Radical changes are taking place in health care services and might be expected to cause job dissatisfaction, absenteeism, somatic complaints and mental health problems. Research in this area is limited and focused primarily on nurses.


To understand the impact of the work environment on the emotional health of doctors and nurses in a general hospital setting.


Cross-sectional study using self-reported questionnaires including the General Health Questionnaire, the Posttraumatic Stress Disorder (PTSD) Checklist for Civilians, the Trauma Experiences and Work Environment Scale.


The response rates for the study were 28% (60) for doctors and 54% (431) for nurses. Whilst the prevalences of psychiatric disorder, anxiety, depression and PTSD were higher for doctors compared with nurses, this was not statistically significant. Both groups reported witnessing someone badly injured or killed as their most distressing experience (doctors 46% versus nurses 41%). Using multiple logistic regression, significant predictors of emotional health was task orientation for doctors (OR = 1.96, 95% CI = 1.1-3.6), and PTSD (OR = 17.2, 95% CI = 6.0-49.6), work pressure (OR = 1.2, 95% CI = 1.01-1.4) and innovation (OR = 0.81, 95% CI = 0.70-0.94) for nurses.

Your goal
Reproduce the hospital study word for word, starting with "Cross-sectional study using" and going on through "0.70-0.94) for nurses.". These rows have nothing to do with the hospital study.

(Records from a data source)
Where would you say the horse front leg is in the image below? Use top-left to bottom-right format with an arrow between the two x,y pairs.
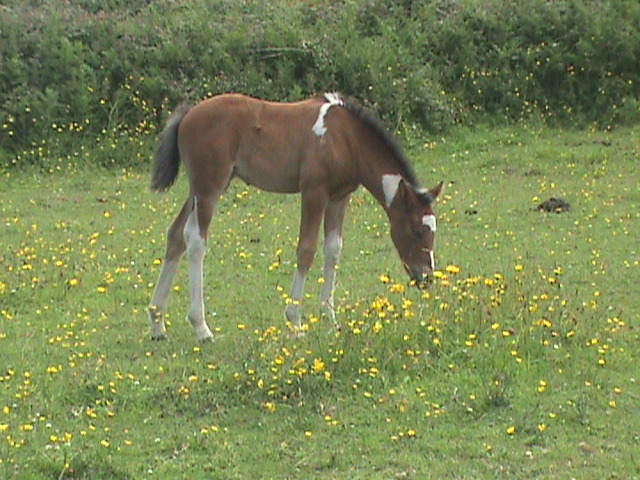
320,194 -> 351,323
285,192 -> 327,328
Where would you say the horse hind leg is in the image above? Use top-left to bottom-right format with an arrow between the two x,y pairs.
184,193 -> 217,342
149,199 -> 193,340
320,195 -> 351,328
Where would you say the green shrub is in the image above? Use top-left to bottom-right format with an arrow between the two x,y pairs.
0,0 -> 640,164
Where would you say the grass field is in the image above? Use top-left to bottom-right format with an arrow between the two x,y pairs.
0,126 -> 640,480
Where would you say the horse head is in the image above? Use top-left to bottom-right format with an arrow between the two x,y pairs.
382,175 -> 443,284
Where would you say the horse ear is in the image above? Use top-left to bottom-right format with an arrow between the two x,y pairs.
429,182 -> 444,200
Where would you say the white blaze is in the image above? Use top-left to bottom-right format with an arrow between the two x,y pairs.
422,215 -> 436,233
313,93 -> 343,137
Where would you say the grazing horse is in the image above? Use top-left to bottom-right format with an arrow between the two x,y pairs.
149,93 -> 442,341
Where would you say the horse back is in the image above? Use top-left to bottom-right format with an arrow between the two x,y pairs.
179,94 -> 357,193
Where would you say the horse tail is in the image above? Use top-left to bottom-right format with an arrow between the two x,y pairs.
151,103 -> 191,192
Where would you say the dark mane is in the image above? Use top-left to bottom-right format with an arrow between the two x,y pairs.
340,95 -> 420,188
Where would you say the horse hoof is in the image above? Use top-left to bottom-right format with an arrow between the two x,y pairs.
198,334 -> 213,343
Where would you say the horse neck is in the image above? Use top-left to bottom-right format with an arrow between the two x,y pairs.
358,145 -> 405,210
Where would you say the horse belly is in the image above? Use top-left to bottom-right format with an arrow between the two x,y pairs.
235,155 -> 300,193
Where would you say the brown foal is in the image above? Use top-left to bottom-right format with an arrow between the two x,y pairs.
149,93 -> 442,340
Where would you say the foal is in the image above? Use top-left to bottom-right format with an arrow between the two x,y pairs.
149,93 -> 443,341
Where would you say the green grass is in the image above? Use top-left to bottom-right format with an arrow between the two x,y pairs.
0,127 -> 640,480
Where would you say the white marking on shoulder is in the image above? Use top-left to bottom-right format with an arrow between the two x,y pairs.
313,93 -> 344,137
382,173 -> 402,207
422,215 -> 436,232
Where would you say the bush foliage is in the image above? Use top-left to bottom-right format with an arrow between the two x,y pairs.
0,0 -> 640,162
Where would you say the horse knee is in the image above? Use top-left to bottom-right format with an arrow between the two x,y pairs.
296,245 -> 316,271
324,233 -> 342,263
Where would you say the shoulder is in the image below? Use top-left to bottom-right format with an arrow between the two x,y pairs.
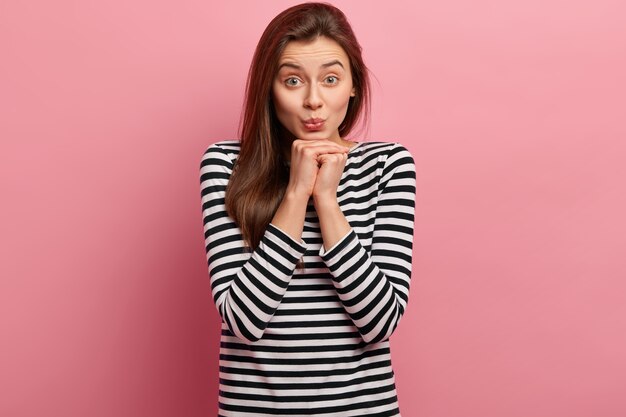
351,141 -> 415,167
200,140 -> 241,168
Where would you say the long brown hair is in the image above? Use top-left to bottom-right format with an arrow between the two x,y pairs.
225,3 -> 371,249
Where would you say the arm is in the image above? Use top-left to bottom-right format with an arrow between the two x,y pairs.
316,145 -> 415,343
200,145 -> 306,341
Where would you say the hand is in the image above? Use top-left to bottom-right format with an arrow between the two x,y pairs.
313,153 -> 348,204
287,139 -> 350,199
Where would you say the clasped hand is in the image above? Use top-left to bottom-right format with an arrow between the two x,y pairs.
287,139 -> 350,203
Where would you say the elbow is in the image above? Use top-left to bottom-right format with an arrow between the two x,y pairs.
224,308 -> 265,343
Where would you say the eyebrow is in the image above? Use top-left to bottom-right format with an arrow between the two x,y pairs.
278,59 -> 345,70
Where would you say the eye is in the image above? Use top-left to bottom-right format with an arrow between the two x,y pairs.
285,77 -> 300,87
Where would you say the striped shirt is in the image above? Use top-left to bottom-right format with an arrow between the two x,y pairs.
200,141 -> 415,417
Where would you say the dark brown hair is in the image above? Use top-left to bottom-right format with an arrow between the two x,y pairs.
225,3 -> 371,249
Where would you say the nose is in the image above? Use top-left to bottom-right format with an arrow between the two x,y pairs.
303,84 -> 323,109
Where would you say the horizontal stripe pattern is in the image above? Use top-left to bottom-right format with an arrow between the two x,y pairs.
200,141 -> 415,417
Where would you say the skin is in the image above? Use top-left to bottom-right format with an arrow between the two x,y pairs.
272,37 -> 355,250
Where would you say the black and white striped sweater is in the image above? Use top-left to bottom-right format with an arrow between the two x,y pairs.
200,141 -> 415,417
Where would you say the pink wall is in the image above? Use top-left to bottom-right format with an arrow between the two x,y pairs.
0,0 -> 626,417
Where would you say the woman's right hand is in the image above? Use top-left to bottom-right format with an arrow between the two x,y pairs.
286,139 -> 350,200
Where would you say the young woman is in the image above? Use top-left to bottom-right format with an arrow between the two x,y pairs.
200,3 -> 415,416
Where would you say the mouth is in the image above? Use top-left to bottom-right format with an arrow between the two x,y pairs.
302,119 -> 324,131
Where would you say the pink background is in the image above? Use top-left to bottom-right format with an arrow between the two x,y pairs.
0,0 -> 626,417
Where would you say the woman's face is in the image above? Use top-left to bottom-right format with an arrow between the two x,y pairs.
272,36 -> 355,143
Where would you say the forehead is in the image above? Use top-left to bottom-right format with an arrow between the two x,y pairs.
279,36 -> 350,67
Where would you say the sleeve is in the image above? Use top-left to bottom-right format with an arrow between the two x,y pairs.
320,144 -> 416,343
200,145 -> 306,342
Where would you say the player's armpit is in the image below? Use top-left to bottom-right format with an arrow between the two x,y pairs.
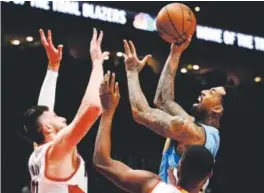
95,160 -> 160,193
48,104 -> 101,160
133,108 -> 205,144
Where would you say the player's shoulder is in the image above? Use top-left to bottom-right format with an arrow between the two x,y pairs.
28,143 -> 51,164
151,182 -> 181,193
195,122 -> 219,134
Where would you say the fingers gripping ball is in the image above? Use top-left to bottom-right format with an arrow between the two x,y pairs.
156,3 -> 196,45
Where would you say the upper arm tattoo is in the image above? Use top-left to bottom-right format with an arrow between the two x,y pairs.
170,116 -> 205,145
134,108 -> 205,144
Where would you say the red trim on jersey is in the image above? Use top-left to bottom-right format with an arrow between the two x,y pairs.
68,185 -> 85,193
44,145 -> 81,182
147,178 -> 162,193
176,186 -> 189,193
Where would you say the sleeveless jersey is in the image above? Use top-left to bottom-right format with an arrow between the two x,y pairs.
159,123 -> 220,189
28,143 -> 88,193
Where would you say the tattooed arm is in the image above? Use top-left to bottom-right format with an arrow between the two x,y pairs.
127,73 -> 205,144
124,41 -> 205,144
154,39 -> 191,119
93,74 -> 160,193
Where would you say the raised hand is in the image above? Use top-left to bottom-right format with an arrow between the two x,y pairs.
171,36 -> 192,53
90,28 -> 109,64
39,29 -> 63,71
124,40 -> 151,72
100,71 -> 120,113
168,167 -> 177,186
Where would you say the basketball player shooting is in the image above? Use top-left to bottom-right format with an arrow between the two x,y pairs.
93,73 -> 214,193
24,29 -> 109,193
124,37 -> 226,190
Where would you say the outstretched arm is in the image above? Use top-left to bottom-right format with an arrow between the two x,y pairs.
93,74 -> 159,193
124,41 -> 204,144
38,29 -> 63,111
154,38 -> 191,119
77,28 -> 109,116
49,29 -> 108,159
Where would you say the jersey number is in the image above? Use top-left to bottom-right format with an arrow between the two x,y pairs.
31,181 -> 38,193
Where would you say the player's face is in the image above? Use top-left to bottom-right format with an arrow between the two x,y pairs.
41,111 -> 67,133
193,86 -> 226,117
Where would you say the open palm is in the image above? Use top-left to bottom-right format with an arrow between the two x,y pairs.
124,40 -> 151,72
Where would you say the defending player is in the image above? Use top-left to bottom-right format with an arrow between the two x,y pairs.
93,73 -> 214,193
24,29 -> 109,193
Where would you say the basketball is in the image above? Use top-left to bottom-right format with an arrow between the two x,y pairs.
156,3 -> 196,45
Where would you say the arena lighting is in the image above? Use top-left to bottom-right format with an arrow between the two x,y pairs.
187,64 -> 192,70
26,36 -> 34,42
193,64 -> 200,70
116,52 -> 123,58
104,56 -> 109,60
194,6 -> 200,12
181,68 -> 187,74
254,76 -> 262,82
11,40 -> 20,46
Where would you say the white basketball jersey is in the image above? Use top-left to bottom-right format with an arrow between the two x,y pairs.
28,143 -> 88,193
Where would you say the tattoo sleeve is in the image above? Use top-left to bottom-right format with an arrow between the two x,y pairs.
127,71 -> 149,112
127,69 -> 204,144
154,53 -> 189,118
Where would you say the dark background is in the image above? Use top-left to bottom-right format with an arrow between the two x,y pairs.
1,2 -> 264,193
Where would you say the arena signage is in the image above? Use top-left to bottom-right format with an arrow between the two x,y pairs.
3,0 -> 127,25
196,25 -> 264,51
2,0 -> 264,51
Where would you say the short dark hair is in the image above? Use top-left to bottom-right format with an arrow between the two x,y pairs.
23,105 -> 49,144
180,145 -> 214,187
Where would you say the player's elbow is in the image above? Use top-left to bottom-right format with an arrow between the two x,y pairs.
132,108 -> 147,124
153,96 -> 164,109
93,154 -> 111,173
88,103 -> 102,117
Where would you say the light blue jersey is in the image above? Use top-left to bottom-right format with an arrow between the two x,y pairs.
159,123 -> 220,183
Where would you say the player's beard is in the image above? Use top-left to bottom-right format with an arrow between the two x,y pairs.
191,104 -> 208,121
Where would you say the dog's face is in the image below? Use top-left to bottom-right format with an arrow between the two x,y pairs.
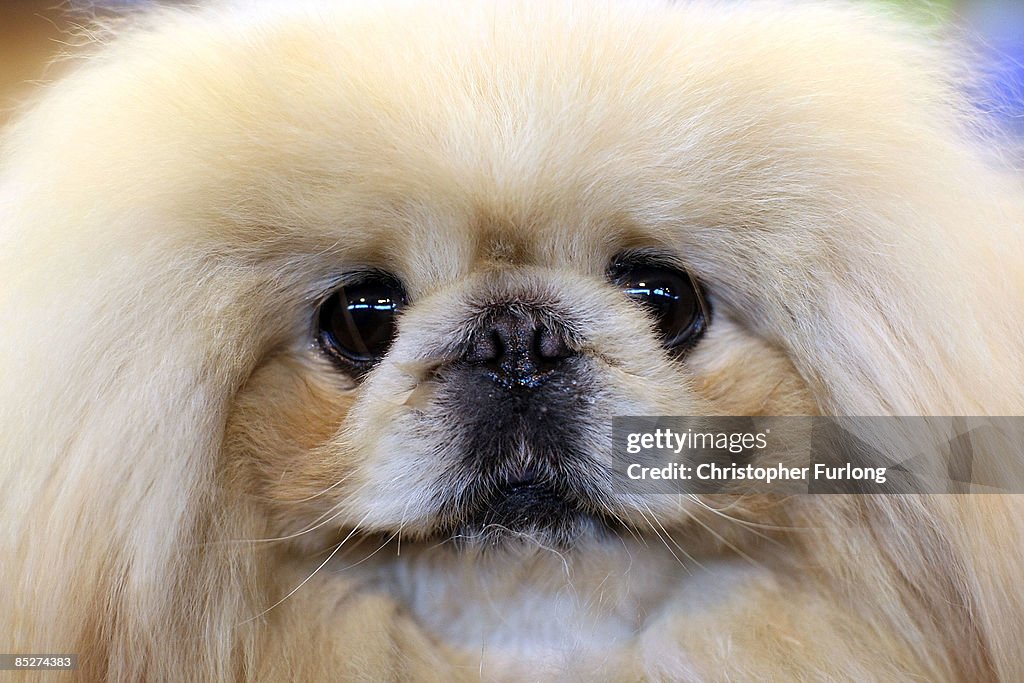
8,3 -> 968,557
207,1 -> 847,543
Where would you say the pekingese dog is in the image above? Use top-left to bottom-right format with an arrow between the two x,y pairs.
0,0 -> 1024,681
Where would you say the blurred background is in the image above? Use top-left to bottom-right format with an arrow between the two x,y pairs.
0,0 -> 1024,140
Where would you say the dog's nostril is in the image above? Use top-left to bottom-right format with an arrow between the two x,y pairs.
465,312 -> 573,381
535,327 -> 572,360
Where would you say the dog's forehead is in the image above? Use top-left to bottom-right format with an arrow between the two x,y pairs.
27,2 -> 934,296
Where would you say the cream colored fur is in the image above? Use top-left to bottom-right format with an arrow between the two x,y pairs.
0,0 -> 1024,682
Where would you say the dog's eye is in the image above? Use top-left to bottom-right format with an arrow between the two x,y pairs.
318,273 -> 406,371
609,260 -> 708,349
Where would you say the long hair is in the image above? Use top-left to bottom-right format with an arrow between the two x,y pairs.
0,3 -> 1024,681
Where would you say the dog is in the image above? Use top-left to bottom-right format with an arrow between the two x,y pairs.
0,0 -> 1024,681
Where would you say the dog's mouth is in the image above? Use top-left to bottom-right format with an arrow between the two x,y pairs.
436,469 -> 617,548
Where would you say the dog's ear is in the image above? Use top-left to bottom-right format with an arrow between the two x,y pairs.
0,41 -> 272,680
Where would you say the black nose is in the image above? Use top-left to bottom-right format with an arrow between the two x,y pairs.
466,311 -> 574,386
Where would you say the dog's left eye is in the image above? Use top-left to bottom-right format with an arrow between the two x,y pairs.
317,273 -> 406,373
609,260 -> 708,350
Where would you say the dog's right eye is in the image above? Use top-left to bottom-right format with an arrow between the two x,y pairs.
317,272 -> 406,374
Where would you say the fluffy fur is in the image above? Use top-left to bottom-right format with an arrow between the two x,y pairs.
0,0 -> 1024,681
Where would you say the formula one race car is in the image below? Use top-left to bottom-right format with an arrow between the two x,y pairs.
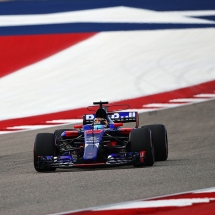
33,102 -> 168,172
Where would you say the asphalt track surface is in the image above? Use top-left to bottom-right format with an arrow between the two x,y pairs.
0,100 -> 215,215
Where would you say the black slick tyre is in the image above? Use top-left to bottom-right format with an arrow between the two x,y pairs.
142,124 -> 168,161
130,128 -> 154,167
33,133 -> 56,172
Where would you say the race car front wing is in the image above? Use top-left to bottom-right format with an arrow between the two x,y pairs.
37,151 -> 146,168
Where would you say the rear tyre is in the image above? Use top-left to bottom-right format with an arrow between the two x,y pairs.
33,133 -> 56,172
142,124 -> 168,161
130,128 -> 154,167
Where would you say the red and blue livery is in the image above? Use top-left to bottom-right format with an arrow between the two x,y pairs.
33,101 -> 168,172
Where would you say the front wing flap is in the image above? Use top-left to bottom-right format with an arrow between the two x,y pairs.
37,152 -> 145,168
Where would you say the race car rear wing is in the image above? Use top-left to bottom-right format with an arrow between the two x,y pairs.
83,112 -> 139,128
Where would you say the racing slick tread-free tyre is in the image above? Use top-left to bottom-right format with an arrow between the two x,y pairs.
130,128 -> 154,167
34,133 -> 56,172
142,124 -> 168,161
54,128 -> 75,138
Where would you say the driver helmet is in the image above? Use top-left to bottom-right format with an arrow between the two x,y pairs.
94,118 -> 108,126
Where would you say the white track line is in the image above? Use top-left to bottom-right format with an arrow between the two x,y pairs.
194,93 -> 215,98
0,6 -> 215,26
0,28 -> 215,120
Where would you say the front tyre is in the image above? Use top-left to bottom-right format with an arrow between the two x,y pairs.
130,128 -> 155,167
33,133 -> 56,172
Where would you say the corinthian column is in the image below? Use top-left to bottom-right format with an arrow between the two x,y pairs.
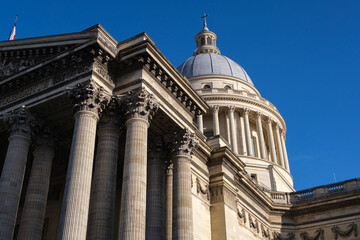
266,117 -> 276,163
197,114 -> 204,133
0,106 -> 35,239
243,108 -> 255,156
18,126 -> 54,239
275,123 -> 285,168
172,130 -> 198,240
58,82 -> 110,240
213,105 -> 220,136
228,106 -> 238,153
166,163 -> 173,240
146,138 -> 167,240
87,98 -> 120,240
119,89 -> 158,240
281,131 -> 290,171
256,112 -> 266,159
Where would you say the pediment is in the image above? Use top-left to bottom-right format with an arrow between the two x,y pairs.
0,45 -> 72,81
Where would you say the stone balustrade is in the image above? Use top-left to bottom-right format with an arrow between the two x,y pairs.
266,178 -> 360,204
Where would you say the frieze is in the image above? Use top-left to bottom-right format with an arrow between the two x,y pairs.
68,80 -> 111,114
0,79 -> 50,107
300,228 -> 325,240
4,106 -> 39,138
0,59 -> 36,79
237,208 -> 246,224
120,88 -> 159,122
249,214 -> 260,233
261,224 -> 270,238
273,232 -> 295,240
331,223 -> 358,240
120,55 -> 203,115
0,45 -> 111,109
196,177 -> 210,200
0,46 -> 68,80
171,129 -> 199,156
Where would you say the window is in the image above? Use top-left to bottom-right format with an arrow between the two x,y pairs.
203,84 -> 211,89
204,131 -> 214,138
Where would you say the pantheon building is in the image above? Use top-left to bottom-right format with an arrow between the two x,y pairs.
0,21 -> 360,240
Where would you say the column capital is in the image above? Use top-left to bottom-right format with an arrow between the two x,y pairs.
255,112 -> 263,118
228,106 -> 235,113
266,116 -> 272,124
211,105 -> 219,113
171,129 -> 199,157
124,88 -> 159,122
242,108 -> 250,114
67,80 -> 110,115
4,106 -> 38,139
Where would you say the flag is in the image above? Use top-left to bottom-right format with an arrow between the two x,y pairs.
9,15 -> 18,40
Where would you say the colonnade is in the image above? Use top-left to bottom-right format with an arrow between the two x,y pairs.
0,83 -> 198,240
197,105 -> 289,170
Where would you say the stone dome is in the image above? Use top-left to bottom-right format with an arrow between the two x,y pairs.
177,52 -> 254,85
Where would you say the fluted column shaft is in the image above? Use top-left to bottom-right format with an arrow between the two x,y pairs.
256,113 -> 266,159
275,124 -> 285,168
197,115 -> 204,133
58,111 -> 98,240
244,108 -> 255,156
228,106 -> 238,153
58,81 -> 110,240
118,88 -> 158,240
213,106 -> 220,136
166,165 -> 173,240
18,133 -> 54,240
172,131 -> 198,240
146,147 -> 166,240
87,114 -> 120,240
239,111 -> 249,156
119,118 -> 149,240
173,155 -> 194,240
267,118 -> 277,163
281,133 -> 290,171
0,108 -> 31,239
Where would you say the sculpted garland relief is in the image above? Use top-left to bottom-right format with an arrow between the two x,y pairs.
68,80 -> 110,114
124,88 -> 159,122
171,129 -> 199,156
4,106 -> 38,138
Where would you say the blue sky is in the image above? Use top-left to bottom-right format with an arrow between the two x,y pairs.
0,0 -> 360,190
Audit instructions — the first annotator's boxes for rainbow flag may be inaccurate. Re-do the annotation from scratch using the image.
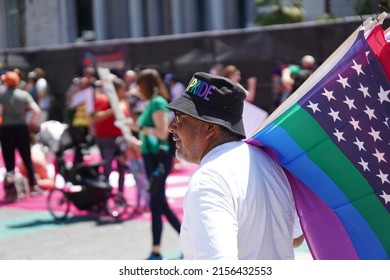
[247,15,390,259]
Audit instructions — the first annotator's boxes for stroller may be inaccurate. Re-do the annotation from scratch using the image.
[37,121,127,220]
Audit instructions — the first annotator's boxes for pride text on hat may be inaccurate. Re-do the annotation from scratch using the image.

Reply
Cross-sectional study using self-reported questionnaires including the General Health Questionnaire, the Posttraumatic Stress Disorder (PTSD) Checklist for Civilians, the Trauma Experiences and Work Environment Scale.


The response rates for the study were 28% (60) for doctors and 54% (431) for nurses. Whilst the prevalences of psychiatric disorder, anxiety, depression and PTSD were higher for doctors compared with nurses, this was not statistically significant. Both groups reported witnessing someone badly injured or killed as their most distressing experience (doctors 46% versus nurses 41%). Using multiple logistic regression, significant predictors of emotional health was task orientation for doctors (OR = 1.96, 95% CI = 1.1-3.6), and PTSD (OR = 17.2, 95% CI = 6.0-49.6), work pressure (OR = 1.2, 95% CI = 1.01-1.4) and innovation (OR = 0.81, 95% CI = 0.70-0.94) for nurses.